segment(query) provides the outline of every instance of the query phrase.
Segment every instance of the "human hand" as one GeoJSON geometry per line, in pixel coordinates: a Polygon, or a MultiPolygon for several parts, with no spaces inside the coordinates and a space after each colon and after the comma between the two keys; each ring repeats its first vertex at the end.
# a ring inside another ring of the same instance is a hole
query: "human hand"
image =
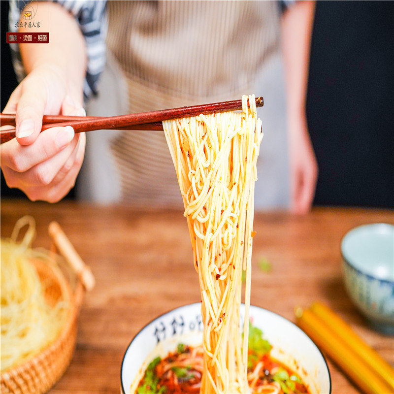
{"type": "Polygon", "coordinates": [[[312,206],[318,165],[308,132],[305,117],[289,119],[291,210],[303,214],[312,206]]]}
{"type": "Polygon", "coordinates": [[[83,116],[82,90],[73,89],[54,66],[34,69],[13,92],[3,110],[15,113],[16,138],[0,146],[1,168],[9,187],[31,200],[55,202],[75,184],[85,152],[84,133],[70,127],[40,132],[45,114],[83,116]]]}

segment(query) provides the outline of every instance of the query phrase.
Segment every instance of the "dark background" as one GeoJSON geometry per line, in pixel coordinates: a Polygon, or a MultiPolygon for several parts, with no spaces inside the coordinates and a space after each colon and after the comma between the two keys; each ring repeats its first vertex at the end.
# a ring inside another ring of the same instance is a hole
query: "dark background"
{"type": "MultiPolygon", "coordinates": [[[[1,108],[16,79],[1,3],[1,108]]],[[[314,204],[394,208],[394,1],[318,1],[307,114],[314,204]]],[[[1,175],[1,196],[9,189],[1,175]]],[[[71,191],[67,198],[74,198],[71,191]]]]}

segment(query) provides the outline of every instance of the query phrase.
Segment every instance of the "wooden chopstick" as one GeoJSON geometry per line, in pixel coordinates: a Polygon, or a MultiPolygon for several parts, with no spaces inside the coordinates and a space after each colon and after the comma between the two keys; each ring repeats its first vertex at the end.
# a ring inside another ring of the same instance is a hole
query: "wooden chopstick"
{"type": "MultiPolygon", "coordinates": [[[[42,118],[42,127],[41,131],[43,131],[51,127],[56,127],[58,126],[72,126],[73,122],[81,121],[82,120],[89,120],[90,119],[100,119],[103,117],[100,116],[66,116],[63,115],[44,115],[42,118]],[[46,119],[46,117],[49,119],[46,119]],[[57,119],[59,118],[59,119],[57,119]],[[44,122],[45,122],[44,123],[44,122]],[[65,123],[66,123],[65,125],[65,123]]],[[[14,114],[0,114],[1,126],[9,126],[12,128],[7,129],[0,131],[0,144],[6,142],[15,137],[15,116],[14,114]]],[[[163,125],[161,122],[153,122],[151,123],[144,123],[142,125],[132,125],[125,127],[120,127],[116,130],[154,130],[158,131],[163,131],[163,125]]],[[[80,132],[80,131],[76,131],[75,132],[80,132]]]]}
{"type": "Polygon", "coordinates": [[[393,368],[328,307],[298,307],[296,316],[299,327],[364,393],[393,393],[393,368]]]}
{"type": "MultiPolygon", "coordinates": [[[[264,104],[263,97],[256,98],[256,105],[257,107],[262,107],[264,104]]],[[[196,116],[200,114],[211,114],[215,112],[223,112],[226,111],[233,111],[242,109],[242,100],[233,100],[228,101],[222,101],[210,104],[203,104],[200,105],[193,105],[189,107],[181,107],[180,108],[170,108],[159,111],[152,111],[148,112],[142,112],[140,113],[130,114],[128,115],[121,115],[117,116],[104,117],[80,117],[80,119],[74,120],[67,120],[66,121],[59,122],[56,123],[49,123],[43,124],[41,131],[50,127],[55,126],[72,126],[75,132],[82,131],[90,131],[94,130],[102,129],[119,130],[122,128],[129,128],[131,126],[136,126],[136,130],[163,130],[158,128],[141,128],[141,125],[150,124],[152,125],[156,122],[161,122],[164,120],[175,119],[178,118],[185,118],[188,116],[196,116]]],[[[15,120],[14,117],[14,125],[15,120]]],[[[54,117],[52,117],[52,119],[54,117]]],[[[68,118],[67,118],[68,119],[68,118]]],[[[10,123],[6,123],[7,121],[12,122],[12,117],[7,114],[1,114],[0,115],[0,124],[1,126],[9,125],[10,123]],[[8,121],[7,121],[8,120],[8,121]]],[[[151,127],[145,126],[145,127],[151,127]]],[[[152,126],[152,127],[158,127],[157,125],[152,126]]],[[[135,129],[134,129],[135,130],[135,129]]],[[[12,135],[12,131],[6,130],[4,133],[1,132],[1,142],[6,142],[15,136],[14,131],[13,136],[12,135]],[[8,139],[7,138],[8,138],[8,139]]]]}

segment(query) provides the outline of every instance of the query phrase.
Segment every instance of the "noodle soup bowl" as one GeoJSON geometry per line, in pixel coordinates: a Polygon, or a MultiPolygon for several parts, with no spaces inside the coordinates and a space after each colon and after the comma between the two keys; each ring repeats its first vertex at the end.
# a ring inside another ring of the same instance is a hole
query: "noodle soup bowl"
{"type": "MultiPolygon", "coordinates": [[[[241,305],[241,314],[244,311],[241,305]]],[[[250,307],[253,325],[261,329],[272,345],[271,355],[297,373],[312,393],[331,393],[327,363],[312,340],[284,318],[257,306],[250,307]]],[[[241,319],[243,318],[241,317],[241,319]]],[[[162,315],[144,327],[129,345],[122,363],[121,392],[135,392],[149,363],[164,358],[179,343],[200,345],[203,325],[201,303],[181,306],[162,315]]]]}

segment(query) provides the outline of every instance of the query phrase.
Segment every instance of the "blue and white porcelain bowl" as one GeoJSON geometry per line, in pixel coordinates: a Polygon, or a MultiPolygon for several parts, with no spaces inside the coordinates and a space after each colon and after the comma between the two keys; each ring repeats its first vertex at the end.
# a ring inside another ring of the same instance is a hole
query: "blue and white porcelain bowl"
{"type": "Polygon", "coordinates": [[[356,227],[342,239],[341,252],[350,298],[374,328],[394,334],[394,226],[356,227]]]}
{"type": "MultiPolygon", "coordinates": [[[[244,305],[241,307],[241,320],[244,305]]],[[[272,357],[299,374],[313,393],[331,393],[331,378],[324,357],[312,340],[282,316],[252,306],[253,325],[260,328],[272,345],[272,357]]],[[[177,344],[191,346],[202,342],[201,303],[186,305],[155,319],[134,337],[122,363],[121,393],[134,393],[148,364],[155,357],[165,357],[177,344]]]]}

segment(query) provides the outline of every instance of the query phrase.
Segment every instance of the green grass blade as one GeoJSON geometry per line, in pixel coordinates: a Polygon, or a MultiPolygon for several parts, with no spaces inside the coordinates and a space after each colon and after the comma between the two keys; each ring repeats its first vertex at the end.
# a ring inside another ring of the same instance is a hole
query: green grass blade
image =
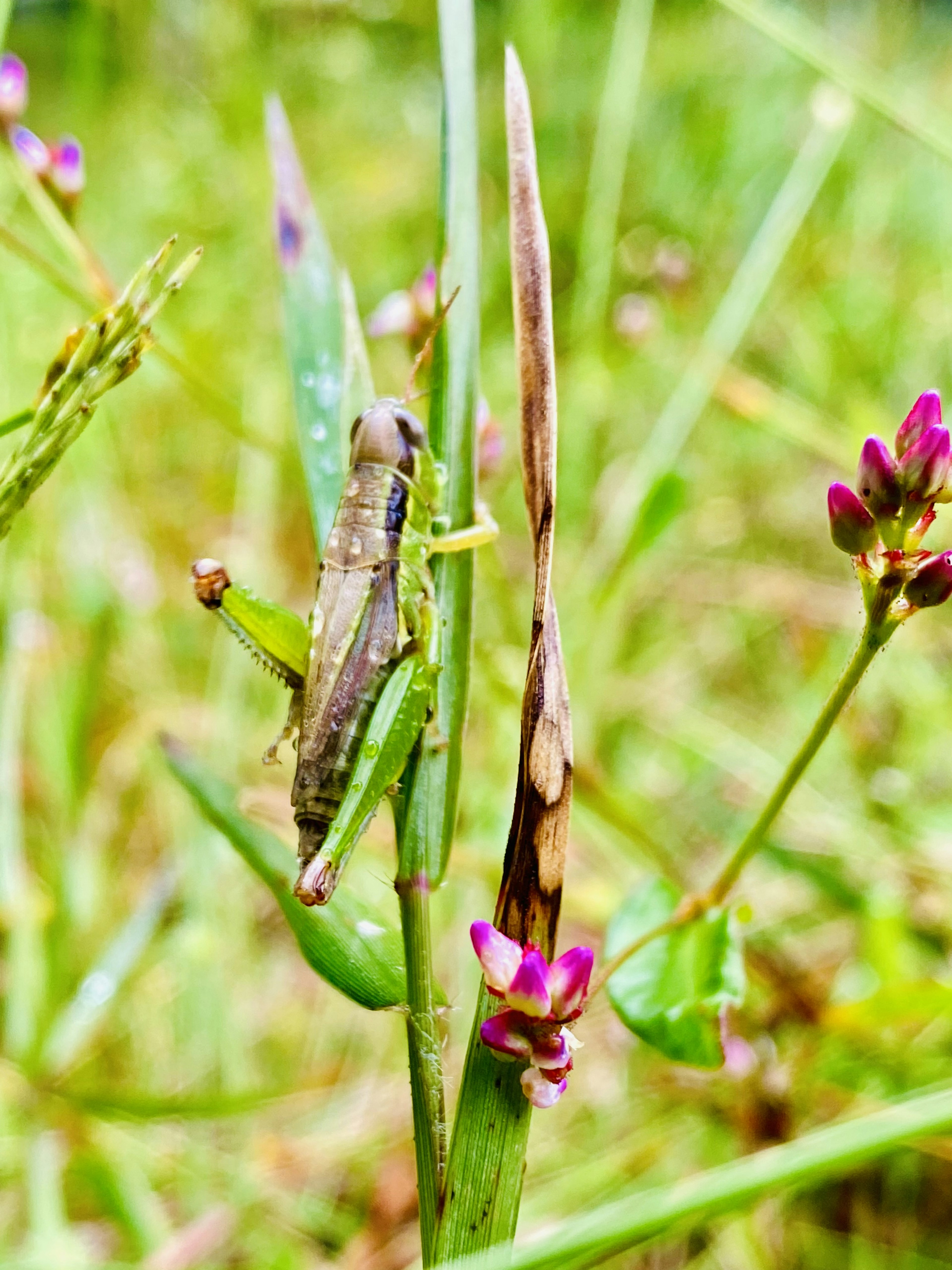
{"type": "Polygon", "coordinates": [[[339,890],[326,908],[306,908],[294,899],[297,861],[281,838],[246,820],[234,789],[180,742],[165,737],[162,745],[169,766],[204,818],[270,888],[311,969],[367,1010],[401,1005],[406,989],[400,933],[348,890],[339,890]]]}
{"type": "Polygon", "coordinates": [[[340,399],[341,462],[350,461],[350,424],[367,406],[373,405],[373,372],[363,338],[360,311],[357,307],[354,284],[347,269],[340,271],[340,306],[344,314],[344,391],[340,399]]]}
{"type": "Polygon", "coordinates": [[[727,362],[744,338],[839,154],[852,113],[849,100],[836,90],[821,89],[814,98],[814,123],[806,141],[737,265],[704,331],[701,347],[668,399],[608,509],[592,551],[592,560],[598,564],[593,577],[608,575],[613,579],[617,575],[645,499],[677,462],[727,362]]]}
{"type": "Polygon", "coordinates": [[[147,888],[138,907],[83,979],[76,994],[53,1019],[39,1055],[43,1072],[60,1076],[80,1055],[113,997],[149,946],[174,890],[175,879],[170,872],[162,874],[147,888]]]}
{"type": "Polygon", "coordinates": [[[910,1096],[795,1142],[758,1151],[717,1168],[604,1204],[550,1229],[515,1253],[509,1248],[454,1266],[480,1270],[583,1270],[646,1240],[741,1208],[781,1187],[842,1176],[906,1142],[952,1126],[952,1090],[910,1096]]]}
{"type": "MultiPolygon", "coordinates": [[[[471,0],[440,0],[443,166],[437,259],[440,302],[459,293],[435,340],[429,415],[430,446],[447,469],[443,512],[449,527],[472,523],[476,488],[475,420],[480,345],[480,207],[476,133],[476,36],[471,0]]],[[[433,560],[443,617],[443,672],[437,725],[449,744],[429,749],[416,768],[407,833],[424,843],[425,869],[437,885],[456,826],[459,767],[470,688],[473,554],[433,560]]]]}
{"type": "Polygon", "coordinates": [[[572,343],[576,347],[600,330],[608,304],[618,210],[654,6],[654,0],[618,0],[581,216],[572,296],[572,343]]]}
{"type": "Polygon", "coordinates": [[[36,615],[22,611],[8,622],[0,678],[0,913],[8,931],[4,1049],[14,1059],[25,1058],[34,1045],[46,991],[39,897],[23,832],[23,730],[36,620],[36,615]]]}
{"type": "Polygon", "coordinates": [[[274,232],[283,279],[284,343],[315,538],[324,551],[344,483],[340,409],[344,320],[338,267],[317,218],[277,97],[265,103],[274,174],[274,232]]]}
{"type": "Polygon", "coordinates": [[[889,75],[842,48],[792,6],[781,9],[769,0],[718,0],[718,4],[943,159],[952,159],[952,117],[930,102],[910,98],[889,75]]]}

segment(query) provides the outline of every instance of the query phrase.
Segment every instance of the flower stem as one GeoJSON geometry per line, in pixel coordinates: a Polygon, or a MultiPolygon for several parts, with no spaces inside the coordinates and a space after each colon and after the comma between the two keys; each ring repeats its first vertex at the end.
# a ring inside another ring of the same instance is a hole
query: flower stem
{"type": "Polygon", "coordinates": [[[890,635],[892,635],[894,630],[899,625],[899,622],[890,617],[887,612],[887,603],[894,594],[895,585],[892,585],[892,579],[881,583],[877,588],[877,594],[872,597],[871,617],[863,629],[862,639],[859,640],[849,664],[843,671],[836,686],[826,698],[823,710],[816,718],[816,723],[810,729],[810,733],[802,745],[787,765],[783,776],[781,776],[777,782],[777,786],[767,800],[767,805],[763,812],[748,829],[744,841],[725,864],[713,885],[710,890],[702,892],[701,894],[685,895],[673,917],[670,917],[666,922],[661,922],[659,926],[655,926],[654,930],[640,935],[627,947],[623,947],[619,952],[617,952],[611,961],[607,961],[592,979],[588,993],[589,1001],[605,986],[618,966],[627,961],[630,956],[640,952],[646,944],[651,944],[654,940],[660,939],[664,935],[670,935],[670,932],[677,930],[679,926],[687,926],[708,909],[716,908],[718,904],[724,903],[744,870],[744,866],[763,846],[770,826],[783,810],[787,799],[793,792],[801,776],[812,762],[817,749],[824,740],[826,740],[830,729],[843,712],[843,707],[853,695],[856,686],[868,671],[876,654],[886,644],[890,635]],[[882,592],[882,596],[878,594],[880,591],[882,592]],[[882,602],[880,602],[880,599],[882,602]]]}
{"type": "Polygon", "coordinates": [[[432,1265],[433,1240],[447,1153],[446,1106],[439,1026],[433,1001],[430,895],[425,872],[396,879],[400,925],[406,960],[406,1045],[416,1147],[416,1187],[420,1196],[423,1264],[432,1265]]]}

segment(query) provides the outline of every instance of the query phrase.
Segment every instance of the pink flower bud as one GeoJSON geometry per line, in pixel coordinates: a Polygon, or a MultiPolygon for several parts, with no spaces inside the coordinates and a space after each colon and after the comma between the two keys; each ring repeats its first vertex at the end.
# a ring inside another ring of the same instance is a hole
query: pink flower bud
{"type": "Polygon", "coordinates": [[[552,1008],[548,965],[538,949],[523,952],[522,965],[505,992],[505,1001],[513,1010],[522,1010],[531,1019],[545,1019],[552,1008]]]}
{"type": "Polygon", "coordinates": [[[15,123],[27,109],[29,76],[15,53],[0,57],[0,123],[15,123]]]}
{"type": "Polygon", "coordinates": [[[952,551],[932,556],[902,588],[914,608],[934,608],[952,596],[952,551]]]}
{"type": "MultiPolygon", "coordinates": [[[[856,498],[856,494],[853,498],[856,498]]],[[[857,499],[858,502],[859,499],[857,499]]],[[[861,511],[863,516],[868,517],[869,513],[862,504],[861,511]]],[[[869,519],[869,523],[872,525],[872,519],[869,519]]],[[[552,988],[552,1013],[556,1019],[575,1019],[581,1013],[594,960],[595,956],[592,949],[576,947],[562,952],[559,960],[553,961],[548,968],[552,988]]]]}
{"type": "Polygon", "coordinates": [[[909,498],[927,503],[946,484],[948,465],[948,428],[934,424],[899,460],[899,479],[909,498]]]}
{"type": "Polygon", "coordinates": [[[50,171],[50,151],[36,132],[18,123],[10,130],[10,145],[34,175],[46,177],[50,171]]]}
{"type": "Polygon", "coordinates": [[[486,977],[486,987],[494,996],[504,996],[522,965],[522,949],[491,922],[473,922],[470,939],[486,977]]]}
{"type": "Polygon", "coordinates": [[[55,146],[50,147],[50,179],[63,198],[75,199],[83,193],[86,184],[86,173],[83,163],[83,146],[75,137],[60,137],[55,146]]]}
{"type": "Polygon", "coordinates": [[[942,403],[935,389],[929,389],[916,398],[915,405],[905,417],[896,433],[896,458],[914,446],[927,428],[942,424],[942,403]]]}
{"type": "Polygon", "coordinates": [[[529,1038],[532,1025],[533,1021],[520,1015],[518,1010],[504,1010],[480,1026],[480,1040],[499,1054],[528,1059],[533,1052],[529,1038]]]}
{"type": "Polygon", "coordinates": [[[880,437],[863,442],[857,489],[873,516],[895,516],[902,503],[895,460],[880,437]]]}
{"type": "MultiPolygon", "coordinates": [[[[565,1072],[571,1068],[572,1057],[569,1041],[561,1033],[536,1036],[532,1043],[532,1062],[546,1072],[565,1072]]],[[[561,1078],[561,1077],[560,1077],[561,1078]]]]}
{"type": "Polygon", "coordinates": [[[834,481],[826,493],[833,545],[848,555],[862,555],[876,546],[876,521],[848,485],[834,481]]]}
{"type": "Polygon", "coordinates": [[[545,1110],[552,1107],[565,1093],[567,1081],[562,1078],[557,1085],[552,1085],[534,1067],[527,1067],[519,1077],[522,1091],[534,1107],[545,1110]]]}

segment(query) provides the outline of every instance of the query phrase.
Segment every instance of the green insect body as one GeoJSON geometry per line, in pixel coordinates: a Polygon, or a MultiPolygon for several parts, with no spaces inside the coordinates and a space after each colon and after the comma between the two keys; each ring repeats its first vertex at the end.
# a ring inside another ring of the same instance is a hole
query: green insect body
{"type": "Polygon", "coordinates": [[[400,779],[439,674],[440,620],[428,559],[495,537],[481,523],[433,536],[439,480],[423,424],[399,401],[374,403],[352,429],[350,470],[320,565],[310,630],[232,587],[215,560],[193,566],[195,593],[265,668],[292,688],[298,729],[292,789],[301,875],[294,894],[325,904],[381,798],[400,779]]]}
{"type": "Polygon", "coordinates": [[[311,616],[291,792],[301,864],[294,894],[305,904],[325,904],[340,875],[345,855],[325,839],[387,679],[410,653],[439,664],[426,564],[438,494],[423,424],[395,400],[374,403],[352,429],[350,470],[311,616]]]}

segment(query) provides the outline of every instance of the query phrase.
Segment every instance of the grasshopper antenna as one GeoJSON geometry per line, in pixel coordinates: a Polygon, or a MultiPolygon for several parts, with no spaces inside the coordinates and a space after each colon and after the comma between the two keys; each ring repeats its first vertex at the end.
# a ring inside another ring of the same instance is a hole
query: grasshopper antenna
{"type": "Polygon", "coordinates": [[[424,392],[418,392],[416,395],[414,395],[414,380],[416,378],[416,375],[418,375],[420,367],[423,366],[423,363],[425,362],[425,359],[433,352],[433,340],[437,338],[437,331],[439,330],[439,328],[446,321],[446,316],[449,312],[449,306],[452,305],[452,302],[456,300],[456,297],[458,295],[459,295],[459,287],[456,288],[456,291],[449,297],[449,300],[447,300],[447,302],[439,310],[439,315],[438,315],[437,320],[433,323],[433,326],[430,328],[430,333],[426,337],[425,344],[423,345],[423,348],[420,349],[420,352],[414,358],[414,364],[410,367],[410,378],[406,381],[406,389],[404,390],[404,395],[400,399],[404,403],[404,405],[407,405],[410,401],[415,401],[416,398],[425,395],[424,392]]]}

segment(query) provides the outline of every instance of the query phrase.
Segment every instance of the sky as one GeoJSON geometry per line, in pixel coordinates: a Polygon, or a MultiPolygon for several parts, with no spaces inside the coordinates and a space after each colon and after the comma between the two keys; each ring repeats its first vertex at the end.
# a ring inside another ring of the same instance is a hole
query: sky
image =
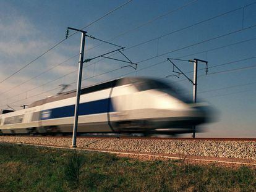
{"type": "MultiPolygon", "coordinates": [[[[67,27],[83,28],[127,1],[1,0],[0,82],[64,39],[67,27]]],[[[206,60],[208,75],[205,65],[198,64],[198,97],[218,117],[197,136],[255,137],[255,10],[256,1],[249,0],[131,1],[84,30],[126,47],[123,52],[138,64],[137,70],[97,59],[85,64],[82,86],[148,76],[163,78],[192,98],[192,85],[184,76],[166,78],[173,74],[167,58],[206,60]]],[[[75,89],[80,38],[79,33],[72,36],[0,83],[0,108],[9,104],[20,109],[56,94],[61,84],[75,89]]],[[[85,58],[116,49],[95,40],[85,41],[85,58]]],[[[120,54],[112,56],[124,59],[120,54]]],[[[174,62],[192,78],[192,63],[174,62]]]]}

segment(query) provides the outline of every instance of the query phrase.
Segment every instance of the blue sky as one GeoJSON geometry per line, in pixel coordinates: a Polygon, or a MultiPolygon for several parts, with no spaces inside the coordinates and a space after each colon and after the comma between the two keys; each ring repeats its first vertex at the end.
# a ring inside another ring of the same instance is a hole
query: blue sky
{"type": "MultiPolygon", "coordinates": [[[[0,80],[64,38],[67,27],[82,28],[125,2],[1,1],[0,80]]],[[[83,78],[90,78],[83,81],[83,86],[125,75],[164,78],[171,74],[172,66],[166,62],[168,57],[207,60],[209,74],[204,75],[203,70],[198,72],[198,96],[218,111],[219,120],[206,125],[207,131],[198,135],[255,137],[256,83],[256,83],[256,67],[254,65],[256,65],[256,58],[251,57],[256,57],[256,4],[249,5],[254,2],[134,0],[85,30],[90,35],[127,48],[124,52],[132,61],[139,63],[138,71],[134,72],[132,68],[119,69],[124,64],[118,62],[95,60],[84,69],[83,78]],[[228,14],[210,19],[229,11],[228,14]],[[197,23],[200,23],[188,27],[197,23]],[[187,28],[181,30],[184,28],[187,28]],[[170,34],[158,38],[168,33],[170,34]],[[221,35],[223,36],[220,37],[221,35]],[[132,48],[152,39],[155,40],[132,48]],[[211,39],[213,40],[206,41],[211,39]],[[229,46],[226,46],[228,45],[229,46]],[[186,56],[187,55],[190,56],[186,56]],[[150,58],[152,59],[143,61],[150,58]],[[246,59],[248,58],[251,59],[246,59]],[[232,62],[238,60],[244,61],[232,62]],[[153,65],[160,62],[161,63],[153,65]],[[221,64],[223,65],[214,67],[221,64]],[[249,69],[250,66],[252,67],[249,69]],[[148,68],[143,69],[147,67],[148,68]],[[247,68],[236,70],[241,67],[247,68]],[[97,75],[113,69],[116,70],[97,75]],[[93,75],[96,76],[93,77],[93,75]]],[[[77,54],[80,39],[80,34],[73,36],[0,83],[1,108],[9,104],[18,109],[16,106],[30,104],[55,94],[60,84],[75,81],[78,57],[52,70],[49,69],[77,54]],[[17,86],[46,70],[49,70],[17,86]],[[70,73],[72,71],[75,72],[70,73]],[[70,73],[66,75],[69,73],[70,73]],[[56,89],[48,91],[54,88],[56,89]]],[[[87,39],[85,57],[115,49],[107,44],[94,48],[100,44],[87,39]]],[[[114,57],[121,58],[118,54],[114,57]]],[[[192,64],[189,62],[176,61],[176,64],[185,72],[193,70],[192,64]]],[[[200,69],[204,67],[203,64],[200,64],[200,69]]],[[[187,75],[192,78],[192,73],[187,75]]],[[[183,77],[179,79],[171,77],[165,80],[177,87],[182,87],[185,93],[192,97],[192,85],[182,79],[183,77]]],[[[73,83],[69,89],[75,88],[75,83],[73,83]]]]}

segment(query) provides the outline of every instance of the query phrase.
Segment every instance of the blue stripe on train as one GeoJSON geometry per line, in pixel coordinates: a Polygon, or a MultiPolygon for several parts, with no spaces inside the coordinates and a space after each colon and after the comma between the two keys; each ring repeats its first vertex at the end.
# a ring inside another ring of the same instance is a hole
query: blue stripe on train
{"type": "MultiPolygon", "coordinates": [[[[80,103],[79,114],[79,115],[85,115],[105,113],[108,111],[114,111],[110,98],[80,103]]],[[[74,112],[75,105],[46,109],[41,112],[40,119],[46,120],[72,117],[74,116],[74,112]]]]}

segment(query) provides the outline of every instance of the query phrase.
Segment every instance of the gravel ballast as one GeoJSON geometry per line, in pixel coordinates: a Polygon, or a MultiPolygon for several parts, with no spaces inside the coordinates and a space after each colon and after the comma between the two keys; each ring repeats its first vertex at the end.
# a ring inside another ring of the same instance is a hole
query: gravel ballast
{"type": "MultiPolygon", "coordinates": [[[[0,142],[69,147],[70,137],[0,136],[0,142]]],[[[78,148],[256,160],[256,142],[230,140],[78,138],[78,148]]]]}

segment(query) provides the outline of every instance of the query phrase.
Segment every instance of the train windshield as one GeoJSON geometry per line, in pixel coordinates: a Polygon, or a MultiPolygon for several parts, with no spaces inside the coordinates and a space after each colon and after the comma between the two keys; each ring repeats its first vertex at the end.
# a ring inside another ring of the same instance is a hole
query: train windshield
{"type": "Polygon", "coordinates": [[[149,90],[158,90],[162,92],[171,95],[185,102],[191,103],[193,101],[191,99],[178,93],[177,90],[171,86],[159,80],[142,80],[134,82],[133,83],[139,91],[143,91],[149,90]]]}

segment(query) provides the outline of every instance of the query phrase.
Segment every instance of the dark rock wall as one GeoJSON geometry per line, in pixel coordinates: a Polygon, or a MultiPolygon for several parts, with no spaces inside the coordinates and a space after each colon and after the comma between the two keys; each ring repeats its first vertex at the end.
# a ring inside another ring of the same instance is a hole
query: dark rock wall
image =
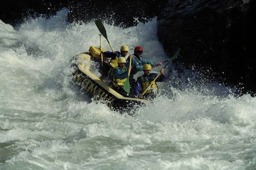
{"type": "Polygon", "coordinates": [[[144,22],[157,16],[158,37],[165,50],[172,54],[180,48],[178,60],[185,67],[210,68],[217,80],[241,88],[242,93],[255,93],[255,1],[2,0],[0,19],[15,26],[28,17],[47,17],[64,7],[70,9],[70,23],[107,19],[129,27],[137,24],[134,18],[144,22]]]}
{"type": "Polygon", "coordinates": [[[250,0],[170,0],[157,18],[158,37],[167,52],[181,49],[187,68],[211,68],[216,80],[255,92],[256,7],[250,0]]]}

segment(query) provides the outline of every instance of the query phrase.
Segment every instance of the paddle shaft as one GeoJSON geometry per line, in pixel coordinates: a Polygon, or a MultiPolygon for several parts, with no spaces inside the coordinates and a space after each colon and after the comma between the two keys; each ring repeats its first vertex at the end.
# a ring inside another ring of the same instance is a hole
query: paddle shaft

_ _ _

ESERCIZIO PROPOSTO :: Individui nei dati ogni riga che contiene la stringa "porcelain" e la trascriva integralmente, distinguendo tra maiuscole e minuscole.

SOLUZIONE ::
Segment every instance of the "blue and white porcelain bowl" as one GeoJSON geometry per line, in pixel coordinates: a Polygon, or a MultiPolygon for several parts, with no spaces inside the coordinates and a space after each colon and after the comma between the two keys; each ring repeats its first vertex at the end.
query: "blue and white porcelain bowl"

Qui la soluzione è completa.